*** QUELLENAUSZUG

Das Verschmelzen der Buy- und Sell-Side im Programmatic Advertising

Anton Priebe, 23. April 2024
Bild: Fortis Design – Adobe Stock, generiert mit KI

Der klassische programmatische Werbemarkt besteht aus zwei Lagern: Auf der einen Seite positionieren sich die Verkäufer von Werbeflächen mitsamt ihrer Sell-Side-Technologie und bieten ihren Supply feil. Auf der anderen Seite sind die Werbetreibenden zu finden, die mit ihrer Buy-Side-Technologie besagte Werbeflächen einkaufen wollen und den Demand repräsentieren. Heute ist die Grenze zwischen den beiden Adtech-Seiten jedoch nicht mehr so trennscharf, wie sie es vor einigen Jahren noch war. Ginette Lumbiarres, CPO und Mitgründerin vom Schweizer Unternehmen Gotom, stellt selbst Technologie für die Sell-Side bereit. Mit seinem sogenannten Order-Management-System unterstützt Gotom Vermarkter beim Verkauf digitaler Kampagnen. Im Interview spricht Lumbiarres über das Zusammenwachsen von Buy- und Sell-Side, den Mediahandel über offene und private Marktplätze sowie die tatsächlichen Profiteure des Wachstums im Programmatic Advertising.

Bild: Gotom Ginette Lumbiarres, Gotom

ADZINE: Programmatic Advertising teilt sich grundsätzlich in Buy- und Sell-Side auf. Doch die Adtech-Player stellen für ihre Kunden zunehmend direkte Zugriffe zur jeweils anderen Seite her. DSPs kaufen bei Publishern und nicht bei SSPs ein, SSPs wiederum bauen Interfaces für die Mediaeinkäufer. Woher kommt diese Entwicklung, Ginette?

Ginette Lumbiarres: Ein primärer Grund liegt wohl in dem Streben nach Kosteneffizienz. Denn sowohl Werbetreibende als auch Agenturen sind stetig auf der Suche nach der strategisch besten Möglichkeit, um Werbung zu schalten. Und direkte Zugriffe machen zuallererst Zwischenhändler überflüssig und reduzieren folglich Tech-Fees.

Zusätzlich bieten SSPs mittlerweile zunehmend Funktionen an, die traditionell den DSPs vorbehalten waren, und umgekehrt. Dies führt dazu, dass die Grenzen zwischen den beiden Seiten immer weiter verschwimmen. Beispielsweise bauen SSP-Anbieter eigene Sales-Teams auf und verkaufen ihr Inventar wie früher mal ein Ad-Network. Woher kommt dieser Trend? Man scheint gemerkt zu haben, dass man sich schlussendlich vor allem über direkte Kundenbeziehungen marktweit hervorhebt und weniger über die eigene State-of-the-Art-Technologie.

ADZINE: Siehst du die Entwicklung kritisch? Booten einige Player andere somit aus?

******

GESTELLTE AUFGABE 1: Kopiere die nachstehenden Datensätze vollständig und Zeichen für Zeichen. Lass dabei die Bilder weg.

*** EXTRAHIERTE DATEN

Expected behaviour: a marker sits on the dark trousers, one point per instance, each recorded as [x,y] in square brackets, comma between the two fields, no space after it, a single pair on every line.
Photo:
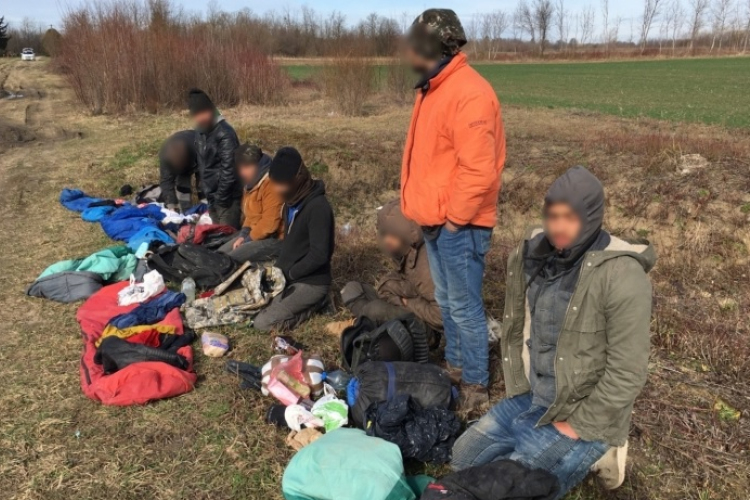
[363,300]
[227,216]
[252,251]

******

GESTELLTE AUFGABE 2: Welchen primären Grund nennt Ginette Lumbiarres im Quellenauszug dafür, dass Adtech-Player direkte Zugriffe zur jeweils anderen Seite herstellen?

RICHTIGE ANTWORT 1:
Expected behaviour: a marker sits on the dark trousers, one point per instance, each recorded as [x,y] in square brackets, comma between the two fields, no space after it, a single pair on every line.
Photo:
[363,300]
[227,216]
[252,251]

RICHTIGE ANTWORT 2: Das Streben nach Kosteneffizienz.